**TASK TO COMPLETE**
Each and every line of the data must appear exactly as given.

[Records from a collection]
=== Section Start ===

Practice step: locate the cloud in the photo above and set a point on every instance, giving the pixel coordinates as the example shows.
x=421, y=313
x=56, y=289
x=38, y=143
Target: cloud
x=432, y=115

=== Section End ===

**RESULT**
Practice step: locate the cloud in the photo above and set a point on every instance, giving the pixel coordinates as the example shows.
x=421, y=313
x=56, y=289
x=38, y=143
Target: cloud
x=432, y=115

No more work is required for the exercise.